— BEGIN —

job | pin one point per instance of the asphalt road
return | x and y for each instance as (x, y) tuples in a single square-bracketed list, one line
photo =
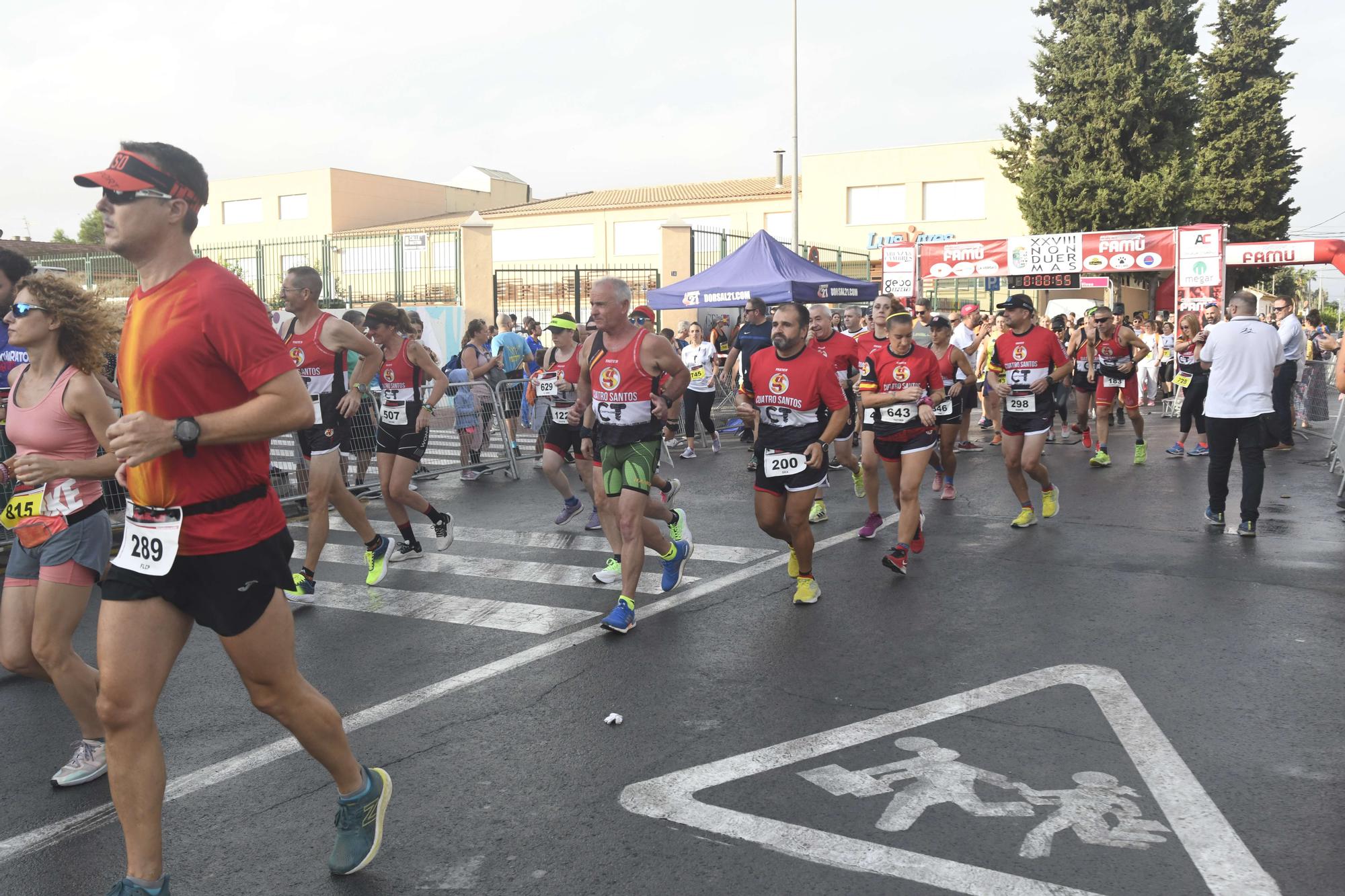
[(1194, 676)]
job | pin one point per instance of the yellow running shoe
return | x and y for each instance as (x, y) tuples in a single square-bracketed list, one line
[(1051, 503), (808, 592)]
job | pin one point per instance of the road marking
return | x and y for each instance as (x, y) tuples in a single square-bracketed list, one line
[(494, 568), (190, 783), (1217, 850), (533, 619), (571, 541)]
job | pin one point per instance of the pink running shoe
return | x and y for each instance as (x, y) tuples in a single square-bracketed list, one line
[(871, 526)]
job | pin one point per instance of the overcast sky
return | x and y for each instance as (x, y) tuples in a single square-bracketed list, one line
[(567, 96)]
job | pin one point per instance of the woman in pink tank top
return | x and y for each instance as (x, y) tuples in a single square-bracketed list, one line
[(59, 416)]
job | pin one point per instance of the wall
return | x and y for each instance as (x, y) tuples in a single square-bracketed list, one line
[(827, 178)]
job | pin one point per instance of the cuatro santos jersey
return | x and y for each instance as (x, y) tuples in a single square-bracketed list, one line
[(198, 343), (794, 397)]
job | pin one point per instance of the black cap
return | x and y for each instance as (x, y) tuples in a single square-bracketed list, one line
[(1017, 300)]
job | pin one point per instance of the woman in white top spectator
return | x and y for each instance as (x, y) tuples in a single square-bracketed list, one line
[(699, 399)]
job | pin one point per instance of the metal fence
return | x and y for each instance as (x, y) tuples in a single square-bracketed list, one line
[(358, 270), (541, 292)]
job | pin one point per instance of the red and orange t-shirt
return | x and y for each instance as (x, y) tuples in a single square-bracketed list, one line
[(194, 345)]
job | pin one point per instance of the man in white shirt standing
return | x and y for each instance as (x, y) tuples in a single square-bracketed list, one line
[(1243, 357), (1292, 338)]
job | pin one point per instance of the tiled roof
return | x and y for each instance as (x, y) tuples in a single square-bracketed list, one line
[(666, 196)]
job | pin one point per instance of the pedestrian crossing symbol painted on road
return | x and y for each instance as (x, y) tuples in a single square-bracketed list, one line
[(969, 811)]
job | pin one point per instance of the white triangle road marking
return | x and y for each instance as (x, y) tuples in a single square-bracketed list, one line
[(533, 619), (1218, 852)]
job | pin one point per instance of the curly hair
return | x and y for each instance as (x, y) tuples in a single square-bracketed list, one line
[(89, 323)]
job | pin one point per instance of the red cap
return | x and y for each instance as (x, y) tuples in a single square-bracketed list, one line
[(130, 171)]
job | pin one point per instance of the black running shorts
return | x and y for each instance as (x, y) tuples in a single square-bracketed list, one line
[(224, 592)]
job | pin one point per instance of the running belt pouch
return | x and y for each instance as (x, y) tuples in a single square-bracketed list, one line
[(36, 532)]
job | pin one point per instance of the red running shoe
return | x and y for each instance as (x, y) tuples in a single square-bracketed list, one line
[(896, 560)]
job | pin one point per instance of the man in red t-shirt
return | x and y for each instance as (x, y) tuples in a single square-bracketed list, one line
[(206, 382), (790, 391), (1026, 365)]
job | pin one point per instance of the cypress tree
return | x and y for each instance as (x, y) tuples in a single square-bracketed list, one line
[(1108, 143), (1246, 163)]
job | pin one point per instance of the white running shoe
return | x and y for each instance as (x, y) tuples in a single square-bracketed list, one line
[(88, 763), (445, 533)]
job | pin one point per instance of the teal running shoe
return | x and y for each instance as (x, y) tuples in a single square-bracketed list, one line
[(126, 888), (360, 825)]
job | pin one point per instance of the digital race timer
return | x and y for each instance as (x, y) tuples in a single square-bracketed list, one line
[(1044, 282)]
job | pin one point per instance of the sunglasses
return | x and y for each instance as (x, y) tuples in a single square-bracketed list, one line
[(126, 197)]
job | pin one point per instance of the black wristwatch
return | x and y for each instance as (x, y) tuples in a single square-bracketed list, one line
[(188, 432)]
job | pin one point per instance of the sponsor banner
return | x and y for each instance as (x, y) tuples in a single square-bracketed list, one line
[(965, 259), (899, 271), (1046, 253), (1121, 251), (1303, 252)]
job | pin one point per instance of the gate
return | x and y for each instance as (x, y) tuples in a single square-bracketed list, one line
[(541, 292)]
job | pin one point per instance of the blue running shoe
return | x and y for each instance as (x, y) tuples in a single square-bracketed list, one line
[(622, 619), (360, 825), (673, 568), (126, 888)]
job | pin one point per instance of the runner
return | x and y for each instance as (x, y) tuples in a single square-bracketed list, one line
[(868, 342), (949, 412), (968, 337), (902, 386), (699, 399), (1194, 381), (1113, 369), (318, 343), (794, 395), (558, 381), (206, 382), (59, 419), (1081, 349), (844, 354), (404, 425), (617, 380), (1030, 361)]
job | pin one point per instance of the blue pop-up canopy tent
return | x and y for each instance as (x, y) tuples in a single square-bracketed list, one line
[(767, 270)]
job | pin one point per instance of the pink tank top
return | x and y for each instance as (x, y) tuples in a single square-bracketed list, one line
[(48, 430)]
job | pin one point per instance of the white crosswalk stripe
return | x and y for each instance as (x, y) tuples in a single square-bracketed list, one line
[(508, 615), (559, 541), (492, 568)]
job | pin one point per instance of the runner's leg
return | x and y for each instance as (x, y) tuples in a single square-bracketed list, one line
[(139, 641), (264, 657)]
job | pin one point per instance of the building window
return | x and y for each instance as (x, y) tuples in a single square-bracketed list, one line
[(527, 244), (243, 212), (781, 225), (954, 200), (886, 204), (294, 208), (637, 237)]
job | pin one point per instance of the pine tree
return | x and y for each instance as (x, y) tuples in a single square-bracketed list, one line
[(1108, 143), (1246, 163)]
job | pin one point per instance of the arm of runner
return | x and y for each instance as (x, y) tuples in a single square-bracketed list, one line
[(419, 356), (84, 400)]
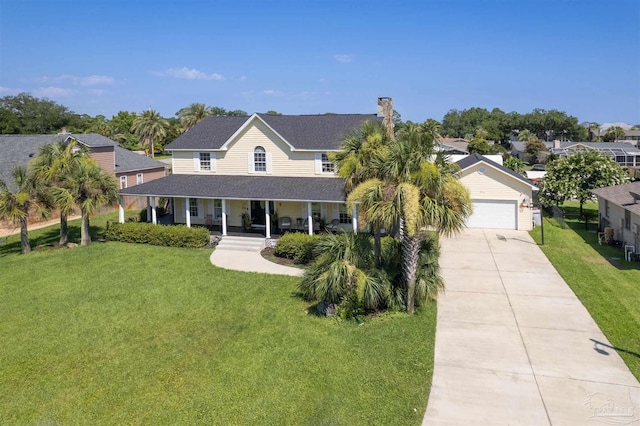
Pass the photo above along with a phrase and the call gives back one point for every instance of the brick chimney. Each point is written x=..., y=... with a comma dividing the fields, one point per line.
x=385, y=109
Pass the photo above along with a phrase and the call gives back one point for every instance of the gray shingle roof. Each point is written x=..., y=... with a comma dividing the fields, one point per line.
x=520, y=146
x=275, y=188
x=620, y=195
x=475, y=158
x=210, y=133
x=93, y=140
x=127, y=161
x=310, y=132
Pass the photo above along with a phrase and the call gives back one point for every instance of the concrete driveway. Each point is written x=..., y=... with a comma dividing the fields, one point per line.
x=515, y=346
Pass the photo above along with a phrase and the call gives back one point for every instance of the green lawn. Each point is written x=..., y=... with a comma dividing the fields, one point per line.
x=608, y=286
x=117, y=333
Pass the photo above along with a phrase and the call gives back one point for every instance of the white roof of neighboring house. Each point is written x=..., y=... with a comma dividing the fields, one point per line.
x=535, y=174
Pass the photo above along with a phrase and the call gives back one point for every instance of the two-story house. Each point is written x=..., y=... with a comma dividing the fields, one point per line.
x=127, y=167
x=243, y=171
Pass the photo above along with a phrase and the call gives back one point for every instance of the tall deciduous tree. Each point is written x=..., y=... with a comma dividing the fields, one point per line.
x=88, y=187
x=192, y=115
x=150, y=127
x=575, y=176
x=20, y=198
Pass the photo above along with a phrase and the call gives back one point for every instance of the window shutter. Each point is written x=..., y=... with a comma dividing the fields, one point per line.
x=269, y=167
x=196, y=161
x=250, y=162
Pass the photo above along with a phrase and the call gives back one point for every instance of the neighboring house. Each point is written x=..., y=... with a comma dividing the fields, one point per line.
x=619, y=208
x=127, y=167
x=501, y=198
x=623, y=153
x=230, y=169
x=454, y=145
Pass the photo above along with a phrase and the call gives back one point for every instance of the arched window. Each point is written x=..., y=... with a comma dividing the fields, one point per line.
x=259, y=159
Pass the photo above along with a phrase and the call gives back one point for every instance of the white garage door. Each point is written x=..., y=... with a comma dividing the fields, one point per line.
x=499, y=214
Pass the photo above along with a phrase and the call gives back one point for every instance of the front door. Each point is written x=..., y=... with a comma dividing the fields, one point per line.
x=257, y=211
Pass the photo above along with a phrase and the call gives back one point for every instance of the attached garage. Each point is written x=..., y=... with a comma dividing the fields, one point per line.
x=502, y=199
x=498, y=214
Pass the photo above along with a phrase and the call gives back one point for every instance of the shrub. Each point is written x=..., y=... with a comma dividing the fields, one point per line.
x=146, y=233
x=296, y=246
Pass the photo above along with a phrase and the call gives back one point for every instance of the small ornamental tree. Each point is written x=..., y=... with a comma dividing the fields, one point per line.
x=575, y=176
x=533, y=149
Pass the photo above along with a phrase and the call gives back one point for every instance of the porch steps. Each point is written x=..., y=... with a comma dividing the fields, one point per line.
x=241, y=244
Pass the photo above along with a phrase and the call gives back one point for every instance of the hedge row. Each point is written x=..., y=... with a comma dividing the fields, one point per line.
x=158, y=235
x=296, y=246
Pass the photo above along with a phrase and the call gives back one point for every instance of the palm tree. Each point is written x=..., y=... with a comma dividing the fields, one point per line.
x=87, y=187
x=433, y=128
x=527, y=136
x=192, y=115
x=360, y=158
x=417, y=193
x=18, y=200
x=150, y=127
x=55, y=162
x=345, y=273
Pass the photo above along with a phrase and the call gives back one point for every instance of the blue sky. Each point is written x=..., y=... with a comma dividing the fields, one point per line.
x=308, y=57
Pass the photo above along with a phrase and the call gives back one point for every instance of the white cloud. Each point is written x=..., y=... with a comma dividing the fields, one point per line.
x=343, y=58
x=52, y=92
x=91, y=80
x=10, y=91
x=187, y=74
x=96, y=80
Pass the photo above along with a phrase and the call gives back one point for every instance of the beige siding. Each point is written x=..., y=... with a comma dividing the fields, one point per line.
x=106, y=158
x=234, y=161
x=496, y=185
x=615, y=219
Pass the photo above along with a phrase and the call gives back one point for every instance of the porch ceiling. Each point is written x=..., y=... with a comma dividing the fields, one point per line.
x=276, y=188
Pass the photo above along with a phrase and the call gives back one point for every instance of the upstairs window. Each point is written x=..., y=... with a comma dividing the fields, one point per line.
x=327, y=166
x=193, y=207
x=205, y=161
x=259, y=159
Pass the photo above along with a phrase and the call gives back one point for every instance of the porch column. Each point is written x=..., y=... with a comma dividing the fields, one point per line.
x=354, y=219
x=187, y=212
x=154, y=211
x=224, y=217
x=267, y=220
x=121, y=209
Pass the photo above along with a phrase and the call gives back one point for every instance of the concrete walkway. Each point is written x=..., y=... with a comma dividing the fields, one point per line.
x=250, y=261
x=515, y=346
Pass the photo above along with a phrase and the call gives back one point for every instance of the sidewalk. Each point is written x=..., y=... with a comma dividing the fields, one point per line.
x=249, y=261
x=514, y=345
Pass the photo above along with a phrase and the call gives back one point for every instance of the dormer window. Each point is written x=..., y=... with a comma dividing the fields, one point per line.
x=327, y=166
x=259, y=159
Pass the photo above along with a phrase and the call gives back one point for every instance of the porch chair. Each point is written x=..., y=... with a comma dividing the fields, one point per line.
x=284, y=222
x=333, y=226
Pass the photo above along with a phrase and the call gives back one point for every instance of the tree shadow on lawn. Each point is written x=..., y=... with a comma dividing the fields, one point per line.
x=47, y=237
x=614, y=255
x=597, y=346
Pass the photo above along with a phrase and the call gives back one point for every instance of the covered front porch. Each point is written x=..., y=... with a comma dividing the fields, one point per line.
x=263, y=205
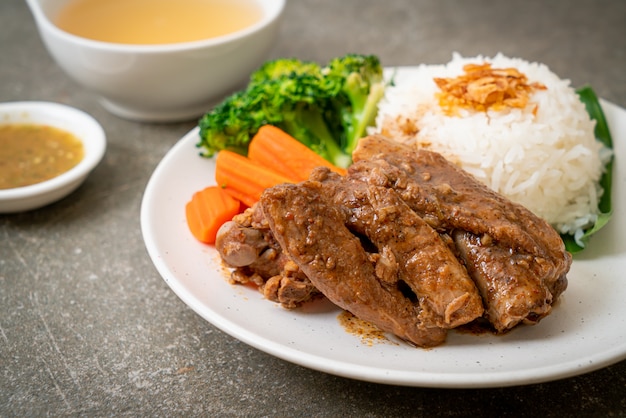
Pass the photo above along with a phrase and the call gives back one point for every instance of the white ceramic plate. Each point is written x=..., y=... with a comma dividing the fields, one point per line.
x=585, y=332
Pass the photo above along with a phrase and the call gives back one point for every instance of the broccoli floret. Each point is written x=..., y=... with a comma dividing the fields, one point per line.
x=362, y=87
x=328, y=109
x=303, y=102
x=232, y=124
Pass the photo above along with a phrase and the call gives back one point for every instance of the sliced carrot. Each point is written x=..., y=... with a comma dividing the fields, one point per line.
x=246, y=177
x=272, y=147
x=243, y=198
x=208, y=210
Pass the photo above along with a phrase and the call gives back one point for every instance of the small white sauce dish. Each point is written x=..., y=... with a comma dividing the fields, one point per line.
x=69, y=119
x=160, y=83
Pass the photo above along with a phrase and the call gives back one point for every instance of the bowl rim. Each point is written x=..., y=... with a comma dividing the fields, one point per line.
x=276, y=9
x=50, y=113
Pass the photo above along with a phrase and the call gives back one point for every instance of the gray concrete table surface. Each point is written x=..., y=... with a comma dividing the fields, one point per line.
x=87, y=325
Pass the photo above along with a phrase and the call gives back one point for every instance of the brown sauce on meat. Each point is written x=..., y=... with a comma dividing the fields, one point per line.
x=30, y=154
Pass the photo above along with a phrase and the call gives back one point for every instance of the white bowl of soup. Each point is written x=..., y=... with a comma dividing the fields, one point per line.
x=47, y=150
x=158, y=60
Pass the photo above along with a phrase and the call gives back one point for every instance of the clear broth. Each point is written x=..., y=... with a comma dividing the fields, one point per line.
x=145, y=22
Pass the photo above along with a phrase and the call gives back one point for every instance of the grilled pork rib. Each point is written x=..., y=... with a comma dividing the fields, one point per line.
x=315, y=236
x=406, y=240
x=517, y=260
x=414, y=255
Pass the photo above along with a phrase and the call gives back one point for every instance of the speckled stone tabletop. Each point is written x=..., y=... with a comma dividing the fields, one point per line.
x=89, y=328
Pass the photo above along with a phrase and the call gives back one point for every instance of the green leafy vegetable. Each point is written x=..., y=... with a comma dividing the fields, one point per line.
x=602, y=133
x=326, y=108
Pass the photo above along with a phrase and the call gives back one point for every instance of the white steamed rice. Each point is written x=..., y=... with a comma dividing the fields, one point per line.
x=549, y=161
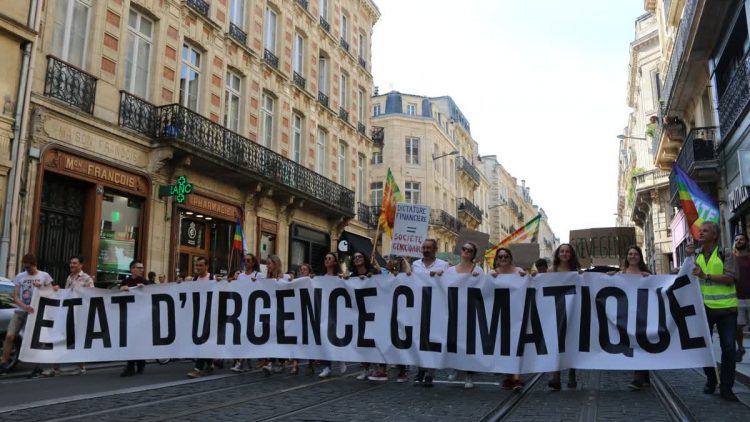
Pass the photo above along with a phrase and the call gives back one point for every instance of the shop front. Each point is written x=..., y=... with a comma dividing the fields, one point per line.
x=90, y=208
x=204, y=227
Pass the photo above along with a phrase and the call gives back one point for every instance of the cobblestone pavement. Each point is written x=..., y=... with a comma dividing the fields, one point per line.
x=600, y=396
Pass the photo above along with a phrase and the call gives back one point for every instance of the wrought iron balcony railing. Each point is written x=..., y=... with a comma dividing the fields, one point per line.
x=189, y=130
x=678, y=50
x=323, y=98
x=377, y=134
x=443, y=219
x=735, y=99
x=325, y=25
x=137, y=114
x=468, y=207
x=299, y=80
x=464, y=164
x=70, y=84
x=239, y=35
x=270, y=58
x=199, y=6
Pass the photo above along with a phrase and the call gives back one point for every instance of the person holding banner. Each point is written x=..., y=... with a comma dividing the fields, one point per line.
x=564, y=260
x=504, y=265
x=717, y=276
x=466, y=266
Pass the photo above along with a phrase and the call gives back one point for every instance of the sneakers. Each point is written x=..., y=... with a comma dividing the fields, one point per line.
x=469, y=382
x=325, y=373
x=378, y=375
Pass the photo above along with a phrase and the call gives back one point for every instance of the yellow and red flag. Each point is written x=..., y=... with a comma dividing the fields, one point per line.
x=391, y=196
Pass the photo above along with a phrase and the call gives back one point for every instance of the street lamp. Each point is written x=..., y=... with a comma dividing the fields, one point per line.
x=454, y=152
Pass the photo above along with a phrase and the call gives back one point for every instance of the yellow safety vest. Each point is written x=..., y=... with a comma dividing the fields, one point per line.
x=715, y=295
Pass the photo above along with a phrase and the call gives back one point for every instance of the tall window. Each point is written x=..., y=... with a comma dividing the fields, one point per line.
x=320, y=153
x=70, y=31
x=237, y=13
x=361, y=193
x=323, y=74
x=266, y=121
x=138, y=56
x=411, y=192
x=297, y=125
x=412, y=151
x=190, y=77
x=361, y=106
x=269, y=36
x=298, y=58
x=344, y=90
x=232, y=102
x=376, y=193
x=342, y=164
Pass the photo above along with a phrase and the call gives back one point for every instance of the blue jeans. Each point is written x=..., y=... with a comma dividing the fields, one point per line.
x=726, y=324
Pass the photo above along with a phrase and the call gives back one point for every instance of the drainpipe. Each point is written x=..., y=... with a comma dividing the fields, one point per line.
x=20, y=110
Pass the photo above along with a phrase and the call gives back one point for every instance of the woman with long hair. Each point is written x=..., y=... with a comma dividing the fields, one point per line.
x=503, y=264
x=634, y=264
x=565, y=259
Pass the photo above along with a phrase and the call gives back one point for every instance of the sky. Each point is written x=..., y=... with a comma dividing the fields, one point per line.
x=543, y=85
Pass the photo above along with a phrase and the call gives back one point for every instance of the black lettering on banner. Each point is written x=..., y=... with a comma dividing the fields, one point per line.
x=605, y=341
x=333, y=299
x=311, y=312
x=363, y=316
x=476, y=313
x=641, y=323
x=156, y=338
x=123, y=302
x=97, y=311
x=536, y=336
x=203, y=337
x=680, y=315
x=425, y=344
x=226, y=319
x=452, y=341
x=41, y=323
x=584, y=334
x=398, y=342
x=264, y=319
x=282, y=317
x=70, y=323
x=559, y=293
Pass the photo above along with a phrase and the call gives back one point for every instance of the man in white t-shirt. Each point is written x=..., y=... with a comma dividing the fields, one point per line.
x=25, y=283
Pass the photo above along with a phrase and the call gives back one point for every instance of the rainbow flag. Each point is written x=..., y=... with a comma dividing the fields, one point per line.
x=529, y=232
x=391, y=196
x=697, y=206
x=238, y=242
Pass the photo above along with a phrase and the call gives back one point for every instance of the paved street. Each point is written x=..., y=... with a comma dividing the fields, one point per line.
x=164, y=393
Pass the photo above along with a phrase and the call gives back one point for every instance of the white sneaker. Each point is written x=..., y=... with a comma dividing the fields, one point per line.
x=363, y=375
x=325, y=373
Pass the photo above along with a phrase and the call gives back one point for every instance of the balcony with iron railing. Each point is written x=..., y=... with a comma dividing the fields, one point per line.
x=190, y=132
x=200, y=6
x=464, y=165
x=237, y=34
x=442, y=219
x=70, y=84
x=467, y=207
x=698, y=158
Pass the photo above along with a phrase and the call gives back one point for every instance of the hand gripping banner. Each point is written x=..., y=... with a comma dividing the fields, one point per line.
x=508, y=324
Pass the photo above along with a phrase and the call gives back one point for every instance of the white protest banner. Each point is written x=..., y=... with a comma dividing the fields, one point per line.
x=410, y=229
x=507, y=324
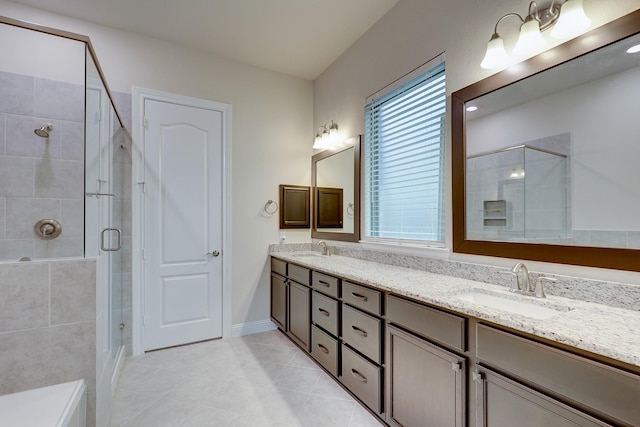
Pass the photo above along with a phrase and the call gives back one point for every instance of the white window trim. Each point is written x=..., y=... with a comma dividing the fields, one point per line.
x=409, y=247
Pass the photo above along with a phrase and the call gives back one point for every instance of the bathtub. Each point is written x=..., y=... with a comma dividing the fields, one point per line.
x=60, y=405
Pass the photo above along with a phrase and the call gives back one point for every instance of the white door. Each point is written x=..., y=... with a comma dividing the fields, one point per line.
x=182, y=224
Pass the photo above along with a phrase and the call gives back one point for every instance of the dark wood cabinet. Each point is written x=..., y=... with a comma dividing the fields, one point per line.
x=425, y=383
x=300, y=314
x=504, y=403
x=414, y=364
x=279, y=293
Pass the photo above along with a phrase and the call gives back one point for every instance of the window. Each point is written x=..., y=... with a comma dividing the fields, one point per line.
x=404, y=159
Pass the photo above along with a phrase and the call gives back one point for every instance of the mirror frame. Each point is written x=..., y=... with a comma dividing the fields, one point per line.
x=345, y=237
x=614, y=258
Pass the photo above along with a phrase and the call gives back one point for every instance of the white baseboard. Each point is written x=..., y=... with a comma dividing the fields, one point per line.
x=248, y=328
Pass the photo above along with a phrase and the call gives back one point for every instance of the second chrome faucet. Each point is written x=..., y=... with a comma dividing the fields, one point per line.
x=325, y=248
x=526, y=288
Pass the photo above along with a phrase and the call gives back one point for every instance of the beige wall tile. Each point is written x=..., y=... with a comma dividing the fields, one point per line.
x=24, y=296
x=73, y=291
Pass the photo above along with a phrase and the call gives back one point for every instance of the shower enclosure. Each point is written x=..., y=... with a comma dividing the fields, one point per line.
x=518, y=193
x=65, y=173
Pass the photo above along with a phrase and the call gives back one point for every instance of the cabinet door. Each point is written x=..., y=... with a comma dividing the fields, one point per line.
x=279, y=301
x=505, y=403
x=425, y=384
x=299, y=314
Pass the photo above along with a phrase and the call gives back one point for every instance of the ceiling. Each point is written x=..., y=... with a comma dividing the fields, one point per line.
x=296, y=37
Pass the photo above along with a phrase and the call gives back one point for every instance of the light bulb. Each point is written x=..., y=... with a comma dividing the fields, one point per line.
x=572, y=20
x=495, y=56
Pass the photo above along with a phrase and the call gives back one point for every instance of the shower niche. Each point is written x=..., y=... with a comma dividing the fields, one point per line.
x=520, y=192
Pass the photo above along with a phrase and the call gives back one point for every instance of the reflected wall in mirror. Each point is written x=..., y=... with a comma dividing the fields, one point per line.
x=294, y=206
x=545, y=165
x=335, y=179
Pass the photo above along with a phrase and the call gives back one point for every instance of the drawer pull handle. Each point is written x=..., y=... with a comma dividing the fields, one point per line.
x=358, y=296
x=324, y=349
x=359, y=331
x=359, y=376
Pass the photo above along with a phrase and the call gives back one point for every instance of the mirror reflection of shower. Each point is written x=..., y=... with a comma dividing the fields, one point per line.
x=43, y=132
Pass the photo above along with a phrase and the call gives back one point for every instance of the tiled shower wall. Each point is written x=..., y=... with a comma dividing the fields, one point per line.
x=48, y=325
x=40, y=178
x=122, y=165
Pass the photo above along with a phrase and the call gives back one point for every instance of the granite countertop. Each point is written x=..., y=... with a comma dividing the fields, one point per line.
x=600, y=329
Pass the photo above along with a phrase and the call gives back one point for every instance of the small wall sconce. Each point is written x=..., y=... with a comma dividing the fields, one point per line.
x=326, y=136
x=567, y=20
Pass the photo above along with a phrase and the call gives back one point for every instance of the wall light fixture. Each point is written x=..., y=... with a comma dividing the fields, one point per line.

— END —

Render the material from the line containing "of the street" to the line containing "x=726, y=324", both ends included, as a Markdown table with the columns Position and Content. Number each line in order, and omit any blank lines.

| Position | Content |
|---|---|
| 1 | Pass the photo above along with a phrase and the call gives back one point for every instance of the street lamp. Each point is written x=..., y=... with a comma dividing the fields, one point per line. |
| 2 | x=454, y=152 |
| 3 | Pass the photo above along with a phrase and the call gives back one point for every instance of the yellow safety vest. Each point is written x=..., y=... with a comma dividing the fields, one point per line. |
| 4 | x=715, y=295 |
| 5 | Pass the photo above along with a phrase and the call gives back one point for every instance of the tall window. Each point is written x=..., y=... with a comma dividing the fields, one point per line. |
| 6 | x=320, y=153 |
| 7 | x=70, y=31 |
| 8 | x=237, y=13 |
| 9 | x=361, y=193 |
| 10 | x=323, y=74 |
| 11 | x=266, y=121 |
| 12 | x=138, y=56 |
| 13 | x=411, y=192 |
| 14 | x=297, y=125 |
| 15 | x=412, y=151 |
| 16 | x=190, y=77 |
| 17 | x=361, y=106 |
| 18 | x=269, y=36 |
| 19 | x=298, y=58 |
| 20 | x=344, y=90 |
| 21 | x=232, y=102 |
| 22 | x=376, y=193 |
| 23 | x=342, y=164 |
| 24 | Pass the photo above along with a phrase and the call gives back one point for every instance of the blue jeans. Each point is written x=..., y=... with a comma dividing the fields, one point per line. |
| 25 | x=726, y=324 |